# Directions
Would you copy the full listing that follows without changing a thing?

# The records

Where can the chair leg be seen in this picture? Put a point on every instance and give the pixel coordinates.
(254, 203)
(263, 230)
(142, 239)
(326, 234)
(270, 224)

# Answer space
Where can the chair leg be seen in this picture? Put a point on every instance and give the pixel coordinates.
(254, 203)
(263, 230)
(142, 239)
(326, 234)
(270, 224)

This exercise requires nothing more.